**Document:**
# # # #

Le pouvoir ne manquait pas à l’Eglise du siècle où vivait saint François, ni l’argent, ni les écrits et les bonnes paroles, ni les œuvres, mais il manquait le radicalisme évangélique qui donne au monde le certificat de répudiation pour pouvoir vivre uniquement pour l’Epoux Jésus. Et c’est pourquoi, malgré l’argent, les pierres, les paroles, l’Eglise « tombait en ruines ». Sainte Claire à Saint Damien, où la souffrance du Seigneur pour son Eglise devient parole, est un signe pour nous tous. Le Seigneur souffre encore aujourd’hui dans l’Eglise et à cause de son Eglise : « Comme tu le vois, elle tombe en ruines » - comme nous le voyons – et notre réponse est encore, comme la première de saint François, des pierres, de l’argent, des paroles.

La vie de sainte Claire n’est pas une privatisation du christianisme, elle n’est pas se retirer dans un individualisme ou une tranquillité religieuse. La vie de sainte Claire ouvre les sources (principes ?) de tout véritable renouvellement. Vivre la Parole jusqu’au bout, sans réserves et sans commentaires, est l’acte par lequel l’homme ouvre la porte à Dieu, l’acte par lequel la foi devient charité, l’acte par lequel la Parole, le Seigneur, se présent à nous.

# # # #

**Informations affichées:**
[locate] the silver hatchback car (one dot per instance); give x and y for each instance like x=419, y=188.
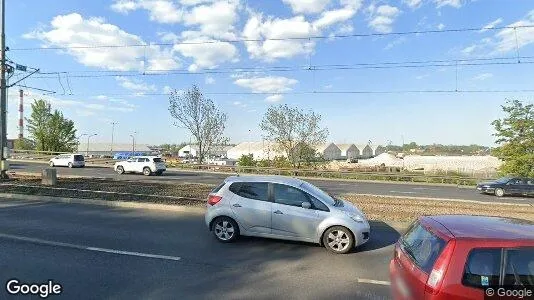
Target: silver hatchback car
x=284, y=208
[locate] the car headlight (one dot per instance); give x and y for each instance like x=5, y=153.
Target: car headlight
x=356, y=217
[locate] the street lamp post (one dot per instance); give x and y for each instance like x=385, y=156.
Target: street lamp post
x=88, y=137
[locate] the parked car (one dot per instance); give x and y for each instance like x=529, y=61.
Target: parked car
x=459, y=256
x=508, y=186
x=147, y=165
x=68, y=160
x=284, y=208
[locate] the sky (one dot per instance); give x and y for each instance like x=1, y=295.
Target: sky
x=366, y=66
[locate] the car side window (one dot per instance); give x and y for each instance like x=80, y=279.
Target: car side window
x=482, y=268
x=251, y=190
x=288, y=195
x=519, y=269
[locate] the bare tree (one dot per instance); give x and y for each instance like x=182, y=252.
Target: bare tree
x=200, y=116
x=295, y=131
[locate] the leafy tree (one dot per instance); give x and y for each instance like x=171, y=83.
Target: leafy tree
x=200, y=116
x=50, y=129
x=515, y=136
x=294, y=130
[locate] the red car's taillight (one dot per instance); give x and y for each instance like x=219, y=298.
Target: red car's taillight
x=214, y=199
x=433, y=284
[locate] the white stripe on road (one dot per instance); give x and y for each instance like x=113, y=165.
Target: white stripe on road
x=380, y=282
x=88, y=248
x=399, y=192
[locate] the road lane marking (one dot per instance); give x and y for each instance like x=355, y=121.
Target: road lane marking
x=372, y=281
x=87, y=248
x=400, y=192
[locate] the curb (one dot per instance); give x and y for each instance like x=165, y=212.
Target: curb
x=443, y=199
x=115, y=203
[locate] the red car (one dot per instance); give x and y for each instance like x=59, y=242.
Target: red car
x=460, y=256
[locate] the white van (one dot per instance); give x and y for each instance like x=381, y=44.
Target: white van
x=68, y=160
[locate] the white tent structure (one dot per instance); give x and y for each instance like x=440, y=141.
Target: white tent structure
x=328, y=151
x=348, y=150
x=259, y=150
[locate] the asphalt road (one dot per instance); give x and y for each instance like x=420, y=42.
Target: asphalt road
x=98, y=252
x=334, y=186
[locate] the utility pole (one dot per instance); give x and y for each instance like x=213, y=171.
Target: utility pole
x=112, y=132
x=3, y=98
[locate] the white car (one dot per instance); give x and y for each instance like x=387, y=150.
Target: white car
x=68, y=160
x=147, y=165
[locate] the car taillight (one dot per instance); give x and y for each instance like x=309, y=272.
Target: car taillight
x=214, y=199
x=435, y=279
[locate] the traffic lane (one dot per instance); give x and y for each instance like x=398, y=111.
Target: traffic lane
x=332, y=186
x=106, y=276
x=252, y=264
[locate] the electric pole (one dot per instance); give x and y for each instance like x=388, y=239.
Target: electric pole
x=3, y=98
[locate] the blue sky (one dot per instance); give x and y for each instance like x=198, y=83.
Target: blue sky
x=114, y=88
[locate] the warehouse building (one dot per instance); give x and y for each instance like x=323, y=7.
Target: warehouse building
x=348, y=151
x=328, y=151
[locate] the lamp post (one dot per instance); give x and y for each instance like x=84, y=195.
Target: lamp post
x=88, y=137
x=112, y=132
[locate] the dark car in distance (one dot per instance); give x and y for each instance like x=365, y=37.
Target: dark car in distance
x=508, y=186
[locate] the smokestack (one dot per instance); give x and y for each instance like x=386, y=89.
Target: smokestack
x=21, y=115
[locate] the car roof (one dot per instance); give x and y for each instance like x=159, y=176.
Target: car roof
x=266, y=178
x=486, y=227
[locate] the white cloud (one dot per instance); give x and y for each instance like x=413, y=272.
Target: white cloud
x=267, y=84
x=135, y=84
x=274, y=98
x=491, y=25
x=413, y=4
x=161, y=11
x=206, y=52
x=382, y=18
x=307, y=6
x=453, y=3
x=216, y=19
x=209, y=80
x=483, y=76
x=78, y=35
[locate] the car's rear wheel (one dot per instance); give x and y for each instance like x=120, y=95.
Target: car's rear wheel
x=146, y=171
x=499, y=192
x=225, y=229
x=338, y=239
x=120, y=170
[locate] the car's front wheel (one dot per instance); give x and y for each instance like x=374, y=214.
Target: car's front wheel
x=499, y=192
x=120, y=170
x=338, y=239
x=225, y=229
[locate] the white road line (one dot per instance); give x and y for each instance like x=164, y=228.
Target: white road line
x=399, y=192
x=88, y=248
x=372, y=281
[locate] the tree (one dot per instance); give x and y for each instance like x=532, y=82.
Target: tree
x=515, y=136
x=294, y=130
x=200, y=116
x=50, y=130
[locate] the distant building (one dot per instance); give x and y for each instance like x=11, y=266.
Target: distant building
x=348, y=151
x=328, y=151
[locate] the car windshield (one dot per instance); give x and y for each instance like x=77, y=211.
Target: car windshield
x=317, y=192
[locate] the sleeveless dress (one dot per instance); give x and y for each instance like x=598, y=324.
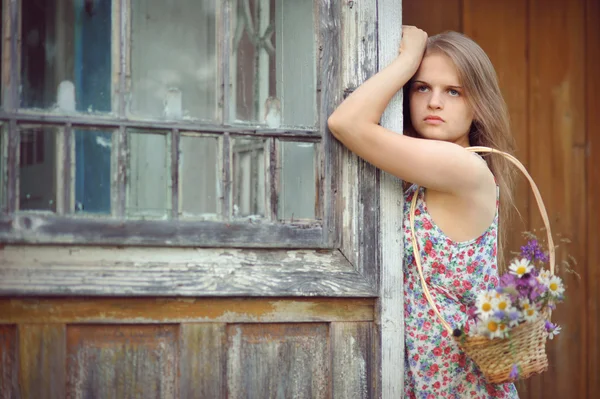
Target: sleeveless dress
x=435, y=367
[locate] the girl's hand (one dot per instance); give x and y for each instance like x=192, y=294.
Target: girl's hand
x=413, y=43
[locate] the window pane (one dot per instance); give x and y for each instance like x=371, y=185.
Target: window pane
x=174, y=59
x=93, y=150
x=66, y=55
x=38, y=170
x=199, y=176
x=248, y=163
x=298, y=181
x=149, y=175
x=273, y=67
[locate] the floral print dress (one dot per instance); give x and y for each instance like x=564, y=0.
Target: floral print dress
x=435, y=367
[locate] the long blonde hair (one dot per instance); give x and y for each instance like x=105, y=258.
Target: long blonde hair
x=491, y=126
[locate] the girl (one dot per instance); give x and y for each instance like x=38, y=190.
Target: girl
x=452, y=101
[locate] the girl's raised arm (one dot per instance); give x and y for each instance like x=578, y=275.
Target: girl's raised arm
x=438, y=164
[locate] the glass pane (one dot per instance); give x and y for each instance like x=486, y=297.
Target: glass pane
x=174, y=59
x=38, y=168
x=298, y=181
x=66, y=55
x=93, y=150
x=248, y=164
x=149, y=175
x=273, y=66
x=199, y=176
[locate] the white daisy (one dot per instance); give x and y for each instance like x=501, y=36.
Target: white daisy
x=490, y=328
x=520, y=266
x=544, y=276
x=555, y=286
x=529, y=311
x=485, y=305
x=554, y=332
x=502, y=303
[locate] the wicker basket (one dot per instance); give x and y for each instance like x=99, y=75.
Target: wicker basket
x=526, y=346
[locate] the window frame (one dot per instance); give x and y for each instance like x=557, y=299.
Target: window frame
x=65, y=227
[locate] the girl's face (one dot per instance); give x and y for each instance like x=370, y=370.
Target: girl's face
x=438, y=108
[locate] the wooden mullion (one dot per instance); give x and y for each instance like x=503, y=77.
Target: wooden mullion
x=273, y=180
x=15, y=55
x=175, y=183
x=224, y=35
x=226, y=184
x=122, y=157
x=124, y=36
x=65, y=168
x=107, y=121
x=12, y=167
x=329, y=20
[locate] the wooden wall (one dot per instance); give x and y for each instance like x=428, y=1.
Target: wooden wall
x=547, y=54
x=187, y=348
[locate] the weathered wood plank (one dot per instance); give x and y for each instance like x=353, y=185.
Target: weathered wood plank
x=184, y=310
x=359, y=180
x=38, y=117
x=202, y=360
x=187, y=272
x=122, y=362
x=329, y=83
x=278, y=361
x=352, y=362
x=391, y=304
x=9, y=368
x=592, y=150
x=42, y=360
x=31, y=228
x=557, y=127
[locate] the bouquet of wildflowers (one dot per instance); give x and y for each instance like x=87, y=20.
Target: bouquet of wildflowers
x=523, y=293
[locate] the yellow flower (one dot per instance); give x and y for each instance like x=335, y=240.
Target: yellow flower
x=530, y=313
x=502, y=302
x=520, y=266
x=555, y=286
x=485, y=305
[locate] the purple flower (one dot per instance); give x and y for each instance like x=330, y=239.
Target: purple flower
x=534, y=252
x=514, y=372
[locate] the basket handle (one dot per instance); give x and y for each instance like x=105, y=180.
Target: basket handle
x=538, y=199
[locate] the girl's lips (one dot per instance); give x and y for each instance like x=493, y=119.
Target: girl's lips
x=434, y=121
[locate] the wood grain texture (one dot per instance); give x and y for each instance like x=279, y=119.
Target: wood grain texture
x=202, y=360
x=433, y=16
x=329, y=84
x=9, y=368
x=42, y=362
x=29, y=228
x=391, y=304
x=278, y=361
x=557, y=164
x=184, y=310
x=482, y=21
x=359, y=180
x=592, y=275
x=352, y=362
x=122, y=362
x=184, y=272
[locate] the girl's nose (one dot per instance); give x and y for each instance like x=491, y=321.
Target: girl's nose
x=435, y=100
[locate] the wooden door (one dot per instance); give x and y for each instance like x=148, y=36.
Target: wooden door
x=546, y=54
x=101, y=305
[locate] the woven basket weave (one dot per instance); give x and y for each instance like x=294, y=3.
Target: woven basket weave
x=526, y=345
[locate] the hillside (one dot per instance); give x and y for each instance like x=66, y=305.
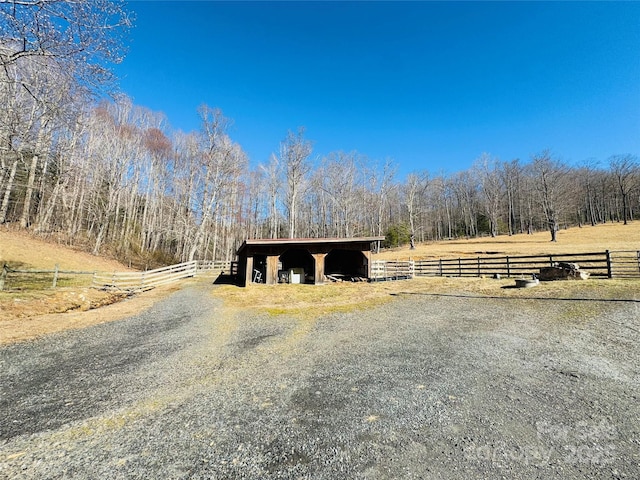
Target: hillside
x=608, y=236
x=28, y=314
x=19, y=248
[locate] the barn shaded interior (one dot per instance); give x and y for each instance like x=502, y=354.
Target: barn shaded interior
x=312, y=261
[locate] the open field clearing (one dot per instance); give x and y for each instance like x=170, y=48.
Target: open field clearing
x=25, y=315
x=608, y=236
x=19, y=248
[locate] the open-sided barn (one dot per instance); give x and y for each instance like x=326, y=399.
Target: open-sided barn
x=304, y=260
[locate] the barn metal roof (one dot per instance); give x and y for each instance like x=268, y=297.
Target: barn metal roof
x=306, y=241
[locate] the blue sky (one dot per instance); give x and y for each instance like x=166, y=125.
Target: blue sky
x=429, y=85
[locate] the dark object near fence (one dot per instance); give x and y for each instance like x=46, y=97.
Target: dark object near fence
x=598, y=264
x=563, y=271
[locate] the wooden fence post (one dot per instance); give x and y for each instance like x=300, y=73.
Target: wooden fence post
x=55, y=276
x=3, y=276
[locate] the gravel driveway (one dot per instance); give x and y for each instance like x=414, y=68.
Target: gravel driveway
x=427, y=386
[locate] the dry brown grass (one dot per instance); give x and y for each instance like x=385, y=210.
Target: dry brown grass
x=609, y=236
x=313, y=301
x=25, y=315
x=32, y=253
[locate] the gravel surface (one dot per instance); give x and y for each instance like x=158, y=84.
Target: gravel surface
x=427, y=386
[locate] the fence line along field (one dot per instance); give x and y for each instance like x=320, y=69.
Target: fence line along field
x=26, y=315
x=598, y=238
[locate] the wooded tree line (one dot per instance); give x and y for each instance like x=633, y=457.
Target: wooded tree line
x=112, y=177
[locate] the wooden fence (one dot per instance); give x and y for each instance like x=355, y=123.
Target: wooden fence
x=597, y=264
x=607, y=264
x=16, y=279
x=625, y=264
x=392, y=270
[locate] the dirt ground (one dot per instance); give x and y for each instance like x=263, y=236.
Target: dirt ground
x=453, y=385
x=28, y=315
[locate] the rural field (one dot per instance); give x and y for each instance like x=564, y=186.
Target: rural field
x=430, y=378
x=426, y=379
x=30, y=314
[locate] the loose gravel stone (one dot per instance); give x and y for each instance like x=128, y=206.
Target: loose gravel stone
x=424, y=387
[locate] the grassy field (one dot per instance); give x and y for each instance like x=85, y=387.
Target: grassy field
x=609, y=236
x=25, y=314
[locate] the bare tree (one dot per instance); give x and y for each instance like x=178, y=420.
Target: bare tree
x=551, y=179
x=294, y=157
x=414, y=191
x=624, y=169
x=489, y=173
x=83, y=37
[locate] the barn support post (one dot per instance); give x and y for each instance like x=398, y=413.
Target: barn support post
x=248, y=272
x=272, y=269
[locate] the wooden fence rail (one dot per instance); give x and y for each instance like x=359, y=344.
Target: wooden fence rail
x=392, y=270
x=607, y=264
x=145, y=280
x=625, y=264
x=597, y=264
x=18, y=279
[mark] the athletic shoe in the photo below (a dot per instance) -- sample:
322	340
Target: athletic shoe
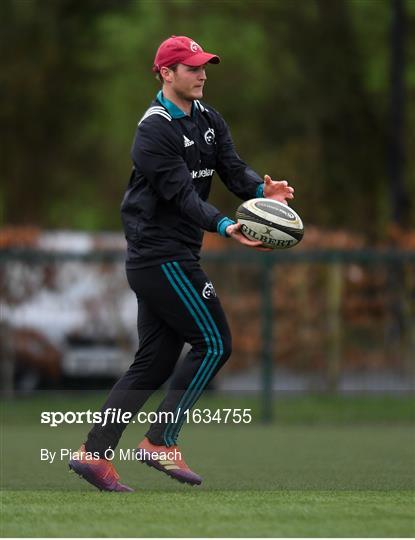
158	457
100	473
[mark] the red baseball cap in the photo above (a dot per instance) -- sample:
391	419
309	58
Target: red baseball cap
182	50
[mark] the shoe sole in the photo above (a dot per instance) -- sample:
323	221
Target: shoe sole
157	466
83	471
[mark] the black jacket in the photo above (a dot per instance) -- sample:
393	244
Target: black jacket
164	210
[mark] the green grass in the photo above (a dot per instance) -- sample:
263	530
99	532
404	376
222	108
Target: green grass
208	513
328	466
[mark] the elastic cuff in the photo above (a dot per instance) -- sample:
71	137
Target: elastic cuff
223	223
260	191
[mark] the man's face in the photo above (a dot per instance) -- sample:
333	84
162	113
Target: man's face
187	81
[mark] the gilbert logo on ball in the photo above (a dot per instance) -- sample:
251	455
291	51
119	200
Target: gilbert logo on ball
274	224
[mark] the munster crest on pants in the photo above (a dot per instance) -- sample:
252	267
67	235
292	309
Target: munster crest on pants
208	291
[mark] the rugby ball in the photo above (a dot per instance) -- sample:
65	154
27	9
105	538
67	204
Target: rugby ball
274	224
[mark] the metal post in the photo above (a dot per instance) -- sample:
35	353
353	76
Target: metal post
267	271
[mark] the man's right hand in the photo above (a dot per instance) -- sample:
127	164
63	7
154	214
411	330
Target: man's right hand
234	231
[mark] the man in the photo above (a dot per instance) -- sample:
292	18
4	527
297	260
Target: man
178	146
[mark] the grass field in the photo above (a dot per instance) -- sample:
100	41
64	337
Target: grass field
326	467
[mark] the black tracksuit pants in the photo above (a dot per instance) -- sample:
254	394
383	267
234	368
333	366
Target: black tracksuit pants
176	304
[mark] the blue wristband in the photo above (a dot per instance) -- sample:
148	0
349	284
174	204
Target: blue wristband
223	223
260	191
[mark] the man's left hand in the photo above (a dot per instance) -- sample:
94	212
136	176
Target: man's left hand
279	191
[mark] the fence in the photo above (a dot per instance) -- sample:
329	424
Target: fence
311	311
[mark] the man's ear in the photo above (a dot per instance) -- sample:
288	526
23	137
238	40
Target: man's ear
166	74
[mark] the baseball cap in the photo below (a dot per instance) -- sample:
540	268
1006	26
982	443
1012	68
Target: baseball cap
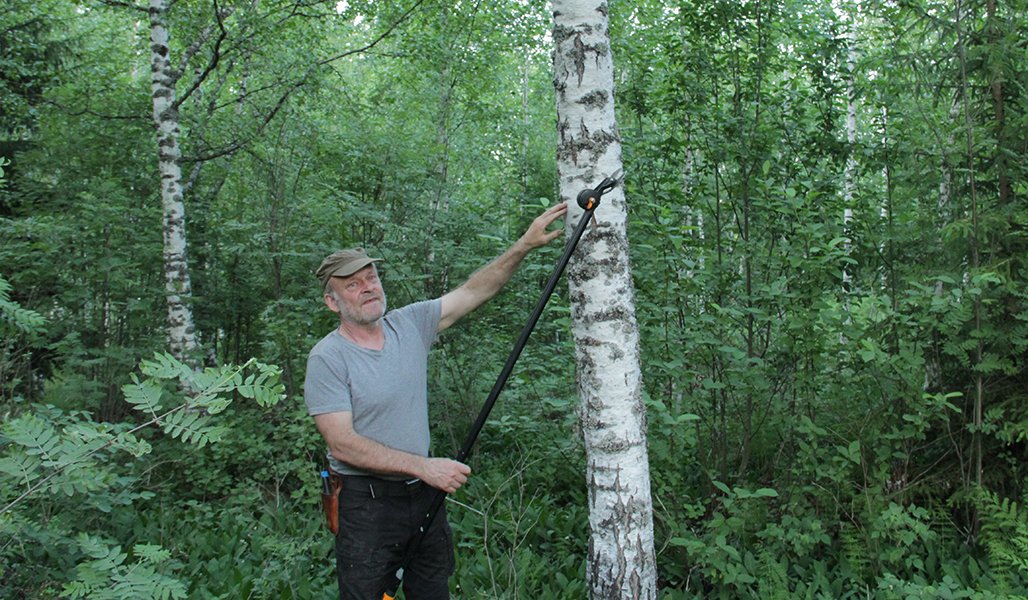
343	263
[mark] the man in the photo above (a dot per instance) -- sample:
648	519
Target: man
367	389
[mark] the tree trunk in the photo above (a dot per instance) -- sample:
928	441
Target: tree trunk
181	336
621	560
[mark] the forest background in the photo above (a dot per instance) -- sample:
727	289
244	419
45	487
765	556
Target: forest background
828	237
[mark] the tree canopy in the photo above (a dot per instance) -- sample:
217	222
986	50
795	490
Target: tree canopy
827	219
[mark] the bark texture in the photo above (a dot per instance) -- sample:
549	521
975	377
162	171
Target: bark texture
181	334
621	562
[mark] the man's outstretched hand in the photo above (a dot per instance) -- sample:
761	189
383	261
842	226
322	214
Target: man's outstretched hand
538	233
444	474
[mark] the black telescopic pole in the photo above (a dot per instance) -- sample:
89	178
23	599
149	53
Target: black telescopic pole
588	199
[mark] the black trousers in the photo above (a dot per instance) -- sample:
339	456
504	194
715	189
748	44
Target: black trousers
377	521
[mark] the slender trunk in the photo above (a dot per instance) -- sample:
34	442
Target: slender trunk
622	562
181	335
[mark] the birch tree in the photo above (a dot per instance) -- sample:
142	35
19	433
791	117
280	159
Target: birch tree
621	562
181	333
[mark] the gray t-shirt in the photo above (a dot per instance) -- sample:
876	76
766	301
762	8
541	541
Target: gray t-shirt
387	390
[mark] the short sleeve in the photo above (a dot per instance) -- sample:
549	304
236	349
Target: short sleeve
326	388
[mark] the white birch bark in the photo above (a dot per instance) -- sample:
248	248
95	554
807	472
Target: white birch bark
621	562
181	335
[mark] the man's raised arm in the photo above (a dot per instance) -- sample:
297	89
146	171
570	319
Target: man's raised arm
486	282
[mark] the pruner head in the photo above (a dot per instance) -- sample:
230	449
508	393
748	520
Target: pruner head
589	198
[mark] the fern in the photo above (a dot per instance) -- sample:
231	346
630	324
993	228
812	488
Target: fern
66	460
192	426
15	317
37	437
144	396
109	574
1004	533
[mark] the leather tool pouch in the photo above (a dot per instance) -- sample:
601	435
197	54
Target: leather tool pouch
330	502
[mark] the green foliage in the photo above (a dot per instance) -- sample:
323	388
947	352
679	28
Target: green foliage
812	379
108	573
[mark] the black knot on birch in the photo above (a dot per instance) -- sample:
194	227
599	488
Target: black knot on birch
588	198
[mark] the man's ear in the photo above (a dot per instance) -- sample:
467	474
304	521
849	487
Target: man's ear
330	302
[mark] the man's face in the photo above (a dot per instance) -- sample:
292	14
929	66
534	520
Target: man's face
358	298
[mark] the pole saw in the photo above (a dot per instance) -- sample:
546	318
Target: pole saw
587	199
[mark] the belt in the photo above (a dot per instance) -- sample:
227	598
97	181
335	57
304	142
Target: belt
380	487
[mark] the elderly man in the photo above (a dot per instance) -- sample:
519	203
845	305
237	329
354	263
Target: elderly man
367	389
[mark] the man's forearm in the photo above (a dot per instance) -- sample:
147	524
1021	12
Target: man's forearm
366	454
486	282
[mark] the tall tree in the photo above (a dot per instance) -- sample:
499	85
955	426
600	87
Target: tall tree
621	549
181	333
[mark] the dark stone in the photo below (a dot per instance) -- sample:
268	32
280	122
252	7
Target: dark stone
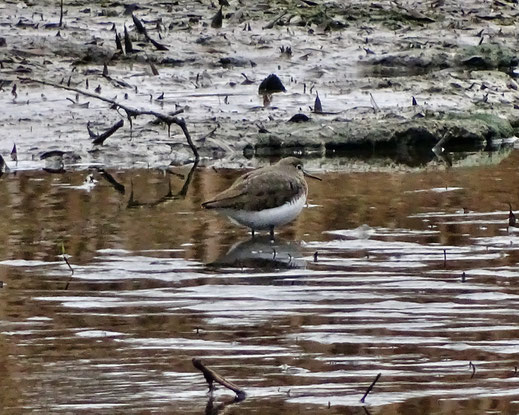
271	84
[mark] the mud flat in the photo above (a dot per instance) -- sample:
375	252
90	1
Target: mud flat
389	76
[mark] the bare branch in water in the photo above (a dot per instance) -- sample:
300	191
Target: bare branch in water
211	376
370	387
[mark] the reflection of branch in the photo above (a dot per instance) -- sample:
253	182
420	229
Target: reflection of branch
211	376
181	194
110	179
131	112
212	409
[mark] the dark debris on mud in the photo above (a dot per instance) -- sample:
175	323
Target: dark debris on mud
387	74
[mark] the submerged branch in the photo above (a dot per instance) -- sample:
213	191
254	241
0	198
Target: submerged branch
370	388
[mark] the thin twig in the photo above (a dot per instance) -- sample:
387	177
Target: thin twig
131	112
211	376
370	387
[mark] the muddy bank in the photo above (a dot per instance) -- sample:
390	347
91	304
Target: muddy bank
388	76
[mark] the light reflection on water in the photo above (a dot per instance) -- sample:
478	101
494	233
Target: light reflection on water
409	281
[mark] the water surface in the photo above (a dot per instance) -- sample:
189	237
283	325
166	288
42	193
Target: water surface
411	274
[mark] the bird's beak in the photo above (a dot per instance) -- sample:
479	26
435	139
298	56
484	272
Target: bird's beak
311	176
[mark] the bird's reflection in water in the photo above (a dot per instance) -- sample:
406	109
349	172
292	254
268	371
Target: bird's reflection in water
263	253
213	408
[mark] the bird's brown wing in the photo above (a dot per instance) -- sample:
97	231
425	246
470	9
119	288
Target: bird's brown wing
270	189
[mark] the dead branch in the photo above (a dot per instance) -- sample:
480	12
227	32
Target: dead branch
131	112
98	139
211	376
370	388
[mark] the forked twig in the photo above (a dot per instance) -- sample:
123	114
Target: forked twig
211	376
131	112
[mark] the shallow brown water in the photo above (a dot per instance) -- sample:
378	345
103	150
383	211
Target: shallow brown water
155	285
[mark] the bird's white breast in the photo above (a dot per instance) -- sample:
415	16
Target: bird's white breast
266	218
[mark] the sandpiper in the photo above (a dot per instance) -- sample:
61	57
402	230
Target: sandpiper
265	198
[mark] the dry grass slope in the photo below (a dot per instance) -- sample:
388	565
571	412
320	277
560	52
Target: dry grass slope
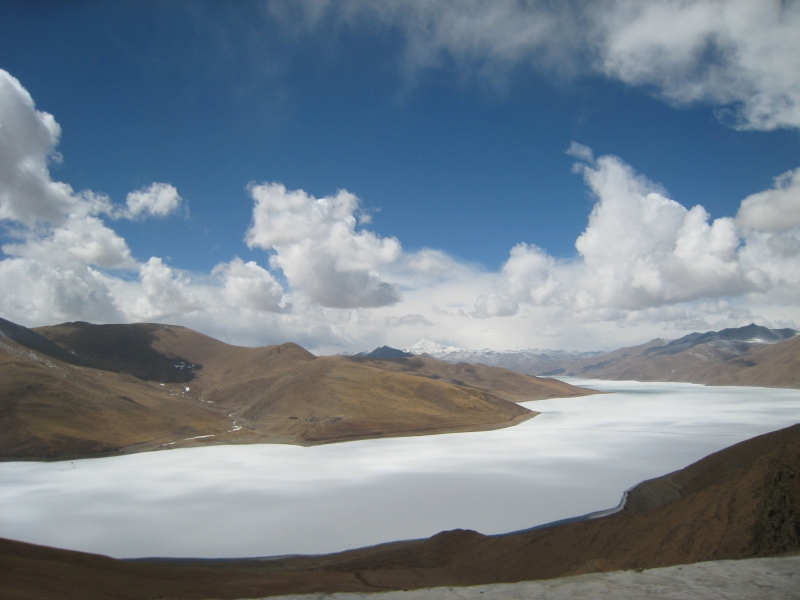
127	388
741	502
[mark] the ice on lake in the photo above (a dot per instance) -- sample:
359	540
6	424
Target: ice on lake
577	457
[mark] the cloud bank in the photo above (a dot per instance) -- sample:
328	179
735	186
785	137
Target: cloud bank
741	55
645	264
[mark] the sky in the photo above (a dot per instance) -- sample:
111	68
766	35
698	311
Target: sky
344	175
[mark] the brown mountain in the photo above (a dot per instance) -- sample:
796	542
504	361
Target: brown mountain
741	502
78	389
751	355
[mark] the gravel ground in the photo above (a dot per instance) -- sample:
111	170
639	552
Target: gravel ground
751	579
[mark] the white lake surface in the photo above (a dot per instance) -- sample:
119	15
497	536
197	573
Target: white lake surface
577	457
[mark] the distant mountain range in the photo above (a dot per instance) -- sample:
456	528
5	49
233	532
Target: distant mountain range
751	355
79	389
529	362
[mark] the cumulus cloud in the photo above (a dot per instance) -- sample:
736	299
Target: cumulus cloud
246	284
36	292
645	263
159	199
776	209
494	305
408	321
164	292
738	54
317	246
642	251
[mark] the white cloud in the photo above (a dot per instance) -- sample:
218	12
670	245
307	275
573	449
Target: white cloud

# # # #

Reproduisez fidèlement le passage du texte sur sainte Claire qui va de « La vie de sainte Claire n’est » à « présent à nous. », bornes incluses. On peut se passer des items.

La vie de sainte Claire n’est pas une privatisation du christianisme, elle n’est pas se retirer dans un individualisme ou une tranquillité religieuse. La vie de sainte Claire ouvre les sources (principes ?) de tout véritable renouvellement. Vivre la Parole jusqu’au bout, sans réserves et sans commentaires, est l’acte par lequel l’homme ouvre la porte à Dieu, l’acte par lequel la foi devient charité, l’acte par lequel la Parole, le Seigneur, se présent à nous.